- [Texto de la página]

◇ ◇ ◇ ◇

En un mundo financieramente globalizado, con accesibles paraísos fiscales, la profecía de los economistas norteamericanos pareciera que parcialmente se cumple. En los países latinoamericanos, donde la desigualdad es más marcada que en los países plenamente desarrollados, se asiste a una constante fuga de capitales, que constituye un drenaje permanente de riqueza desde la periferia hacia el centro. Esta fuga erosiona los objetivos que persigue la redistribución directa de la riqueza.
Sin embargo, debe observarse que el fenómeno de la fuga de capitales no siempre aparece ligado a la elevada presión impositiva, sino que puede obedecer también al deseo de obtener refugio frente al "impuesto inflacionario" que impide, en países como Argentina, preservar el valor del ahorro. Por consiguiente, además de la presión fiscal, operan otro factores que deben ser tenidos en cuenta a la hora de valorar los motivos que incentivan la fuga de capitales en nuestros países.
Abordando ahora las formas de redistribución indirecta de la riqueza se suele mencionar una fórmula que operaría a través de lo que se ha dado en llamar la "redistribución keynesiana de la demanda". En su formulación tradicional se consigue por el aumento nominal de los salarios aunque en Argentina opera mediante la vulgar prestidigitación monetaria. Como señala Piketty -en ocasiones citado por nuestro keynesiano ministro de Economía- "a pesar de la notable importancia concedida a este mecanismo, sus fundamentos conceptuales y empíricos son relativamente frágiles". Son mecanismos de reactivación que funcionan en el corto plazo pero no pueden ser considerados herramientas eficaces de redistribución en el largo plazo.
La forma más relevante de redistribución indirecta de la riqueza opera por la provisión de bienes públicos como son la salud y la educación. Esta forma de redistribución se hace más visible cuando se compara la situación de un trabajador norteamericano con la de un trabajador europeo. Es posible que el salario mínimo interprofesional en ambos continentes sea similar, pero donde se produce enorme distancia es en la cobertura de salud y los gastos de educación. El trabajador europeo tendrá acceso gratuito a estos bienes públicos que son ofrecidos por el Estado con elevados estándares de calidad, mientras que el trabajador norteamericano tendrá que solventar importantes gastos devenidos de la cobertura privada de estos servicios.

◇ ◇ ◇ ◇

- [Datos disponibles]
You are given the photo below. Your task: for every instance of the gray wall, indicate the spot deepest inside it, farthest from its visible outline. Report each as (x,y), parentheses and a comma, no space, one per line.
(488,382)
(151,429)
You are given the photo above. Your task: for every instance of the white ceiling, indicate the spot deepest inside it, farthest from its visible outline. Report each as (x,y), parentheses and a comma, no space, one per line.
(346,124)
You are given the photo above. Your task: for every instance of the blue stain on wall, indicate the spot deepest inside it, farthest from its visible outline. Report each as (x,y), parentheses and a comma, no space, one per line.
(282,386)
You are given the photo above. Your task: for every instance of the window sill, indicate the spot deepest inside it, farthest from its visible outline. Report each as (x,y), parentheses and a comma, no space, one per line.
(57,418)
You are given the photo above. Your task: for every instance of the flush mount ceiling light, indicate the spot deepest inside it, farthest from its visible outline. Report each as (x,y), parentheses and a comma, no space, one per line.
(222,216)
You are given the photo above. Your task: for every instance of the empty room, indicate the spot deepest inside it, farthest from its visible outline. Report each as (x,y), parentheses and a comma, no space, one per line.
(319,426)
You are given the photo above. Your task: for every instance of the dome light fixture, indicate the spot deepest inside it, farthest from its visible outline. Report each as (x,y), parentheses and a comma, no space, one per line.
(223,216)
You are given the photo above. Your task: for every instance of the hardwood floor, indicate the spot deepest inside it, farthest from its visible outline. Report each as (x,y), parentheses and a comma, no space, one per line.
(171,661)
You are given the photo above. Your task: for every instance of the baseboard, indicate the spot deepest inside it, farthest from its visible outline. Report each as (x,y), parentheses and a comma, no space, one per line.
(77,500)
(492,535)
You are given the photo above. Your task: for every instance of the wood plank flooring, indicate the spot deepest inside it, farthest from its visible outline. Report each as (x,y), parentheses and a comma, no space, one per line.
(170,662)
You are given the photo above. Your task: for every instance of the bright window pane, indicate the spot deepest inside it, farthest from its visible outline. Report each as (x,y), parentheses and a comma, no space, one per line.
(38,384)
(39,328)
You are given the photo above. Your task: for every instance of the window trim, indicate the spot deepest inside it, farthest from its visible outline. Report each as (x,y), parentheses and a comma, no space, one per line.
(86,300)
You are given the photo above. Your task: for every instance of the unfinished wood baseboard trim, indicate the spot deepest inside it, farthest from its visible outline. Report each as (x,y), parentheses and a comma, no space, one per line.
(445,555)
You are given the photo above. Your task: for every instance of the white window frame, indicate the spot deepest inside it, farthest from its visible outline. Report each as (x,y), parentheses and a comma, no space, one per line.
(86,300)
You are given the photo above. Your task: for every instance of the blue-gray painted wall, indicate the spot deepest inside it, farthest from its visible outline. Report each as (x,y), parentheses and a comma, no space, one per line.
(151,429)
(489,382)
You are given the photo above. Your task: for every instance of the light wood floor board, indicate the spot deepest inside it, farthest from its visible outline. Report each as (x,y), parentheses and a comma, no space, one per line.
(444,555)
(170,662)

◇ ◇ ◇ ◇

- [Trabajo requerido] Según el texto sobre la redistribución de la riqueza, ¿cuál es la forma más relevante de redistribución indirecta?

- [Tarea completada] La provisión de bienes públicos como la salud y la educación.